Short task -
Extract every line of the entries below verbatim, leaving out the pictures.

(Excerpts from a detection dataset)
--- BEGIN ---

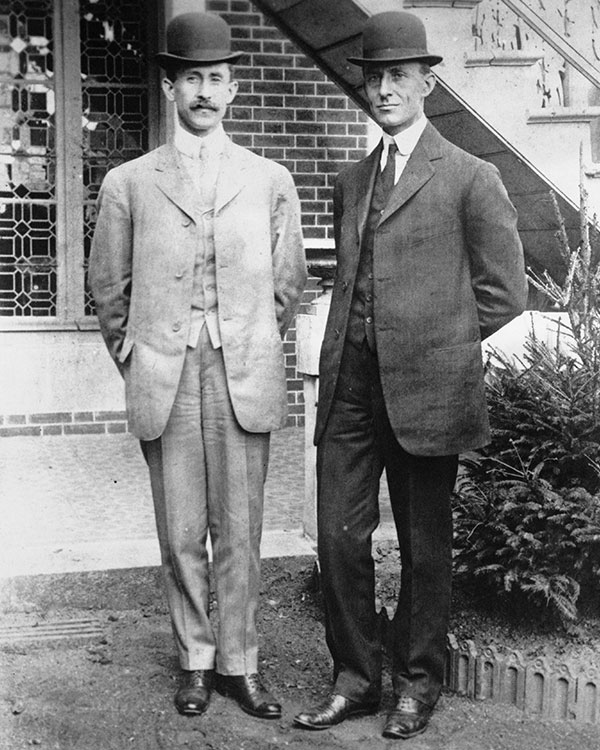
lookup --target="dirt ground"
[0,548,600,750]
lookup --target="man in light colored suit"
[295,11,527,739]
[89,13,306,719]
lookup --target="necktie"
[381,141,398,198]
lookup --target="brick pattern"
[0,0,367,437]
[206,0,367,426]
[206,0,367,240]
[0,411,128,437]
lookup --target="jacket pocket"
[118,336,135,364]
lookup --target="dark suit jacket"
[315,123,527,456]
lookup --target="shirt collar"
[173,123,227,159]
[382,115,427,159]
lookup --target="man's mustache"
[191,100,218,112]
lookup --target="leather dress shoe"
[175,669,215,716]
[215,674,281,719]
[383,695,433,740]
[294,693,379,729]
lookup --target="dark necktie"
[381,141,398,198]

--- END ---

Final result -
lookup --target="dirt ground"
[0,548,600,750]
lookup --target="man in light colored suit"
[295,11,527,739]
[89,13,306,719]
lookup --target="necktie"
[381,141,398,198]
lookup --target="brick pattern"
[0,0,367,437]
[206,0,367,426]
[206,0,367,240]
[0,411,128,437]
lookup --target="jacket pocket"
[118,336,135,364]
lookup --target="dark suit jacket"
[315,123,527,456]
lookup --target="shirt collar"
[173,123,227,159]
[382,115,427,159]
lookup --target="man's mustache"
[191,100,218,112]
lookup --target="leather dress shoe"
[175,669,215,716]
[215,674,281,719]
[383,695,433,740]
[294,693,379,729]
lookup --target="dark necktie"
[381,141,398,198]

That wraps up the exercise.